We spent two days in Jerusalem, notably for me being the Mount of Olives and the Garden of Gethsemane. We were scheduled to have Holy Communion every day at a different church or basilica but Michelle, by virtue of being a woman, was not allowed to offer Communion at some of the churches. Instead we celebrated the ritual in different, stunning, outside locations which for me was much better! These included the Garden of Gethsemane, then later in the desert mountains and, in Nazareth, on Mount Precipice, with amazing views right across to the coast in the west.

Many of the churches had outside walls covered with plaques from different countries world-wide, with either pictures, or a prayer or biblical quotation in their own languages, all beautifully presented and arranged.

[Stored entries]
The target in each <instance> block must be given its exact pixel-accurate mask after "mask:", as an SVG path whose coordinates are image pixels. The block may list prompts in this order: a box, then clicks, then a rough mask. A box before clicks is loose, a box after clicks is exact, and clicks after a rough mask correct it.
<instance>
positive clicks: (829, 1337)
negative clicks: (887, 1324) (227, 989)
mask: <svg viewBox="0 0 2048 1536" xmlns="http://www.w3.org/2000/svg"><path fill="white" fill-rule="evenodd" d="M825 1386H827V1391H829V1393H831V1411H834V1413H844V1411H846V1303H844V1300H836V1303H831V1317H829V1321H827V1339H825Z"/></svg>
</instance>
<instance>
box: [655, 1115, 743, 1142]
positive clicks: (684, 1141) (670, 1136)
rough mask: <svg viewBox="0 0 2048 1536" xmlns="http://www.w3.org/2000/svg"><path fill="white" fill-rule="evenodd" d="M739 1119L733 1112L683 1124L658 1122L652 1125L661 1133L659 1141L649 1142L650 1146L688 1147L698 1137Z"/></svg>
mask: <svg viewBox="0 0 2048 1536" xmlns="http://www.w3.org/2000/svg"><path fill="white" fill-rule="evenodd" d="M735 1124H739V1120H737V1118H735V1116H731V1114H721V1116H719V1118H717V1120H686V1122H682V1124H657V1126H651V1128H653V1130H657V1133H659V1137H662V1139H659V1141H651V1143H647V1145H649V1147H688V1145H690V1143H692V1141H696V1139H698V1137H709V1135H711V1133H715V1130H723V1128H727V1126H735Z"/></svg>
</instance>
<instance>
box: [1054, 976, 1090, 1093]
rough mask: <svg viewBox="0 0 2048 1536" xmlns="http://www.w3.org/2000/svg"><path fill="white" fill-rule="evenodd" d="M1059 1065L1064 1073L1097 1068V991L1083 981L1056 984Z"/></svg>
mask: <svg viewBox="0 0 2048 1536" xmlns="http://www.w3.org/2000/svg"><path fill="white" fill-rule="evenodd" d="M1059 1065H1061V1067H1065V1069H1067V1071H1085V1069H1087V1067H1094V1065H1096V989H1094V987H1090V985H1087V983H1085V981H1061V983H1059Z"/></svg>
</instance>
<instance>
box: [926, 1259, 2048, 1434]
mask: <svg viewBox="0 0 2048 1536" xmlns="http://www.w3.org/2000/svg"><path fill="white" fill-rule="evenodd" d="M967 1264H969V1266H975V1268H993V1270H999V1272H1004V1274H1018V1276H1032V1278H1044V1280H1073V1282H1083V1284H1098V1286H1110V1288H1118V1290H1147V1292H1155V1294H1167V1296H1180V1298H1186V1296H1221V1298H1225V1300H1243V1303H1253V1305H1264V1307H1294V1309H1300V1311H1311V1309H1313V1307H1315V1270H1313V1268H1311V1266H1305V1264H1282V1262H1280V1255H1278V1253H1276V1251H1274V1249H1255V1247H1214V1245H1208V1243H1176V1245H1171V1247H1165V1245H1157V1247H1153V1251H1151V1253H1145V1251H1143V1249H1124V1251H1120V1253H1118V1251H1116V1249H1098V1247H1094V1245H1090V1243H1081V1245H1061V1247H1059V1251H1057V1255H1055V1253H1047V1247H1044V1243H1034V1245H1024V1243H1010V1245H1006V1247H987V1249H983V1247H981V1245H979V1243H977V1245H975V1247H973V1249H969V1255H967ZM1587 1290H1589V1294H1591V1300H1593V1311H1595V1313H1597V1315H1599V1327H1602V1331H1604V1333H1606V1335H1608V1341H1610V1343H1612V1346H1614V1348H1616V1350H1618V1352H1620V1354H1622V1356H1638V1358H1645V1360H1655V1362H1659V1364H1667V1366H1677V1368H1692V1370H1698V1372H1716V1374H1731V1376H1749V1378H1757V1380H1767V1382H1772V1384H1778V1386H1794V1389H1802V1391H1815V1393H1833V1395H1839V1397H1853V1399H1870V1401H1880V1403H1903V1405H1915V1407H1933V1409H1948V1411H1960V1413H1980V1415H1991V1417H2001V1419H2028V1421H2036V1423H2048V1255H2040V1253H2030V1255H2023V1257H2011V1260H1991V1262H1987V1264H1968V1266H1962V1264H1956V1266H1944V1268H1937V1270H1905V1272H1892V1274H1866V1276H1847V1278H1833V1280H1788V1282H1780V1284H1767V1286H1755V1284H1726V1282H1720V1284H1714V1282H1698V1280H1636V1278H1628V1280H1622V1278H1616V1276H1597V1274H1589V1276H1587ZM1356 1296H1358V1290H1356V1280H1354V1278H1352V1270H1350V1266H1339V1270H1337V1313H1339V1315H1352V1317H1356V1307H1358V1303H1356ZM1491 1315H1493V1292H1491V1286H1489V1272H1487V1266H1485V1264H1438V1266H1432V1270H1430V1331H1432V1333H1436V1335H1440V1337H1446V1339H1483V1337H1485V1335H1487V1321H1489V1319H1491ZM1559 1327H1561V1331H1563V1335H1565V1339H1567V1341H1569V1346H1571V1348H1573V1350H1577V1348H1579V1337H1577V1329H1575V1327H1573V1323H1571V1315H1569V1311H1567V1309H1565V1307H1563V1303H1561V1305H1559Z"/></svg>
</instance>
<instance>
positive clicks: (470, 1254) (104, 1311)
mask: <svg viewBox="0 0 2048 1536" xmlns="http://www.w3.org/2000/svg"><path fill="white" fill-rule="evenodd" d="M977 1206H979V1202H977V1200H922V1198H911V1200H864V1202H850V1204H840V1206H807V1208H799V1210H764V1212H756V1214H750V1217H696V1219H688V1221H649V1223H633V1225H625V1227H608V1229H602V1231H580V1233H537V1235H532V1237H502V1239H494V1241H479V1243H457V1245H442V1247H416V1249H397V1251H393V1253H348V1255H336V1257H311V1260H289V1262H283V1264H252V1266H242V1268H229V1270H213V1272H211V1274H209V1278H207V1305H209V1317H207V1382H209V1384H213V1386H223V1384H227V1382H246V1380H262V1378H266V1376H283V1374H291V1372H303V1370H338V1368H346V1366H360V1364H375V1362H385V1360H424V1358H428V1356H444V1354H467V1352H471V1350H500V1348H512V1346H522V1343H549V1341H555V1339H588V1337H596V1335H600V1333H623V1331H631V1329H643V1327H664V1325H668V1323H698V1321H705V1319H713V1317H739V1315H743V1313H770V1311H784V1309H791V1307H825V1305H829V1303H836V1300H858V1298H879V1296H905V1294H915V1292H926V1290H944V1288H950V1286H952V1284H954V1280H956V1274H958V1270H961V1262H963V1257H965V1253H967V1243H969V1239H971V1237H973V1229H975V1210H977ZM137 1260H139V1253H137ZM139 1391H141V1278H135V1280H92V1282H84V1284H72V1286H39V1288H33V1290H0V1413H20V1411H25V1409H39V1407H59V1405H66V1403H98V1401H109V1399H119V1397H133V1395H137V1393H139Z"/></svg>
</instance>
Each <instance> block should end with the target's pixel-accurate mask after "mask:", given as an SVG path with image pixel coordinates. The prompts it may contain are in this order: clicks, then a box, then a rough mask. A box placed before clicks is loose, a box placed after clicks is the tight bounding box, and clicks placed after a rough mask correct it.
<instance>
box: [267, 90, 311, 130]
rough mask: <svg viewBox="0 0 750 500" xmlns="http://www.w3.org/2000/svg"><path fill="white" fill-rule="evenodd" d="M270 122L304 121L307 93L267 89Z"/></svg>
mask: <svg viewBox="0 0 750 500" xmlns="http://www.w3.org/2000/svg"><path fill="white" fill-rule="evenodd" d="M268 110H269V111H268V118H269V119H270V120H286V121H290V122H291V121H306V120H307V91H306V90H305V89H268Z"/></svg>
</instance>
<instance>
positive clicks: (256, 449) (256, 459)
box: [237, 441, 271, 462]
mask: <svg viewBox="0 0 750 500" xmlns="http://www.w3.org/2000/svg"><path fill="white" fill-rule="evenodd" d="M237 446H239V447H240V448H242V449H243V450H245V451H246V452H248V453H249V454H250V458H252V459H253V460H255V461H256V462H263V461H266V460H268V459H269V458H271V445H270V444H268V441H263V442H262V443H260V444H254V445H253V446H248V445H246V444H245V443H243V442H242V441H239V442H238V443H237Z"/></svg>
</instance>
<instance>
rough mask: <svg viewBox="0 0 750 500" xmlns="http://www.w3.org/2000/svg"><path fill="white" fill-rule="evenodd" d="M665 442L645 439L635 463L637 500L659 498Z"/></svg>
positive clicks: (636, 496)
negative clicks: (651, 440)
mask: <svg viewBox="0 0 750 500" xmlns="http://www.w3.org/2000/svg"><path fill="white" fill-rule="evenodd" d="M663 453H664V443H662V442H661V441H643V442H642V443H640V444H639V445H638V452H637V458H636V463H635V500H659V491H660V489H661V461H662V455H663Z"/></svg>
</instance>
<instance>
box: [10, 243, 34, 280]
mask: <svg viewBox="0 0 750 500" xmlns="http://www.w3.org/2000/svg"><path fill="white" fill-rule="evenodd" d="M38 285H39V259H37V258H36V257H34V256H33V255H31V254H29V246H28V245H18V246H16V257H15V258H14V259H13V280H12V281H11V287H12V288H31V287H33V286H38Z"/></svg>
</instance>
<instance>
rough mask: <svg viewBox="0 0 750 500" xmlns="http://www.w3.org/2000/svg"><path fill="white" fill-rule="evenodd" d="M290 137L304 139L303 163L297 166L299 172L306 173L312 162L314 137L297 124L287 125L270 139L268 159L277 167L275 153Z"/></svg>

#### Job A
Based on the travel account, are the following statements true? (i) The group spent two days in Jerusalem. (ii) Michelle offered Communion at every church. (iii) Mount Precipice gave views across to the coast in the east. Answer each with yes or no, and quote the words of the text that decide it.
#### Job B
Rewrite the stretch of the travel account from "We spent two" through "in the west.", replacing "desert mountains" with "desert hills".

#### Response area A
(i) Yes: "We spent two days in Jerusalem"
(ii) No: "Michelle, by virtue of being a woman, was not allowed to offer Communion at some of the churches"
(iii) No: "with amazing views right across to the coast in the west"

#### Response area B
We spent two days in Jerusalem, notably for me being the Mount of Olives and the Garden of Gethsemane. We were scheduled to have Holy Communion every day at a different church or basilica but Michelle, by virtue of being a woman, was not allowed to offer Communion at some of the churches. Instead we celebrated the ritual in different, stunning, outside locations which for me was much better! These included the Garden of Gethsemane, then later in the desert hills and, in Nazareth, on Mount Precipice, with amazing views right across to the coast in the west.